### [Document extract]
*** Block opens ***

Comparative historical arguments, too, are not much welcome in making sense of the tragic military deaths - any more than citing the tens of thousands of Americans who perish in traffic accidents each year. And few care to hear that the penultimate battles of a war are often the costliest - like the terrible summer of 1864 that nearly ruined the Army of the Potomac and almost ushered in a Copperhead government eager to stop at any cost the Civil War, without either ending slavery or restoring the Union. The battle for Okinawa was an abject bloodbath that took more than 50,000 American casualties, yet that campaign officially ended less than six weeks before Nagasaki and the Japanese surrender.

Compared with Iraq, America lost almost 17 times more dead in Korea, and 29 times more again in Vietnam - in neither case defeating our enemies nor establishing democracy in a communist north.

Contemporary critics understandably lament our fourth year of war since Sept. 11 in terms of not achieving a victory like World War II in a similar stretch of time. But that is to forget the horrendous nature of such comparison when we remember that America lost 400,000 dead overseas at a time when the country was about half its present size.

There is a variety of explanations why the carnage of history seems to bring today's public little comfort or perspective about the comparatively moderate costs of Iraq. First, Americans, like most democratic people, can endure fatalities if they believe they come in the pursuit of victory, during a war against an aggressor with a definite beginning and end. That's why most polls found that about three-quarters of the American people approved of the invasion upon the fall of the Saddam Hussein statue in Baghdad in April 2003.

The public's anguish for the fewer than 150 lost during that campaign was counterbalanced by the apparently easy victory and the visible signs of enemy capitulation. But between the first 200 fatalities and the 2,000th, a third of those favoring the war changed their minds, now writing off Iraq as a mistake. Perhaps we could summarize this radical transformation as, "I was for my easy removal of Saddam, but not for your bungled and costly postwar reconstruction."

*** Block closes ***

### [Supplied data]
*** Block opens ***

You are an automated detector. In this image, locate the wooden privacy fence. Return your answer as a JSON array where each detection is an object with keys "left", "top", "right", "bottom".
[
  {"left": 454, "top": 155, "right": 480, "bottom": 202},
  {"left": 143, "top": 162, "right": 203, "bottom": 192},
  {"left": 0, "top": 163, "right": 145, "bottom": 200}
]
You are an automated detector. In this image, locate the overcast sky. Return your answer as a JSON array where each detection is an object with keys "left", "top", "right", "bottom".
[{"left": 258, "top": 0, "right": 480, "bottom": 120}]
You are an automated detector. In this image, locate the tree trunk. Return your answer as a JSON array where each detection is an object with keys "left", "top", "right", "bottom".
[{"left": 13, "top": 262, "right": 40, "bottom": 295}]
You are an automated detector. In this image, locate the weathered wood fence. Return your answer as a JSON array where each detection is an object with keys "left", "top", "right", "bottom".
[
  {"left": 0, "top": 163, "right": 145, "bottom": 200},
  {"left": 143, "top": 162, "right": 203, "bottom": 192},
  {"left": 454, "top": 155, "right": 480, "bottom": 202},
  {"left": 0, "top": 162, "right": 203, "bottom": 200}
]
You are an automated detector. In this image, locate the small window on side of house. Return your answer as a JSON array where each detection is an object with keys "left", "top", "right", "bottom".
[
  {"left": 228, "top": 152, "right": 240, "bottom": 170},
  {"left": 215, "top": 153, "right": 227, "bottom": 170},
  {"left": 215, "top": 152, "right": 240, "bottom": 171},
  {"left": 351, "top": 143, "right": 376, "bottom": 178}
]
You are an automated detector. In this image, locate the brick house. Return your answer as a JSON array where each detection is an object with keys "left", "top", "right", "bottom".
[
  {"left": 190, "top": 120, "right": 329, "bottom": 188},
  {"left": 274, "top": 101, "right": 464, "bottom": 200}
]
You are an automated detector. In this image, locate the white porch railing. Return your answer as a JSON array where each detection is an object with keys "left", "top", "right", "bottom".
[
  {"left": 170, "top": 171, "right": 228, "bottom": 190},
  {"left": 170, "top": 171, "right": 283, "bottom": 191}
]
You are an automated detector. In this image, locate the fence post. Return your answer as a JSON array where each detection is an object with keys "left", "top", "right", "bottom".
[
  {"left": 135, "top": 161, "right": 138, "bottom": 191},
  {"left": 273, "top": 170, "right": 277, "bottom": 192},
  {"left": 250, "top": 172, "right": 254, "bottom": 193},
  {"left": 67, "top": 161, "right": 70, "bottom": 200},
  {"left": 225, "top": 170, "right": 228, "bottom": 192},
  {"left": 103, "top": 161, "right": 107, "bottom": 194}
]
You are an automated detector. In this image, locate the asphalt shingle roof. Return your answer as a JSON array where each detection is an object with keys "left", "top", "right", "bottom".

*** Block closes ***

### [Your tasks]
**a.** List every place outside the United States that the essay on American war deaths names, in the order each first appears.
**b.** Continue the essay on American war deaths from the point where it stops.

### [Answers to the problems]
**a.** Okinawa, Nagasaki, Iraq, Korea, Vietnam, Baghdad

**b.**
Part of the explanation is that, like all wars against amorphous insurgencies, the current struggle requires almost constant explanation by the government to show how and why troops are fighting in a necessary cause - and for the nation's long-term security interests. Unless official spokesmen can continually connect the terrible sacrifices of our youth with the need to establish a consensual government in Iraq that might help to end the old pathology of the Middle East, in which autocracies spawn parasitic anti-Western terrorists, then the TV screen's images of blown-up American troops become the dominant narrative. The Bush administration, of course, did not help itself by having put forth weapons of mass destruction as the primary reason for the invasion - when the Senate, in bipartisan fashion, had previously authorized the war on a score of other sensible writs.

Yet castigating a sitting president for incurring such losses in even a victorious or worthy cause is hardly new.
World War I and its aftermath destroyed Woodrow Wilson.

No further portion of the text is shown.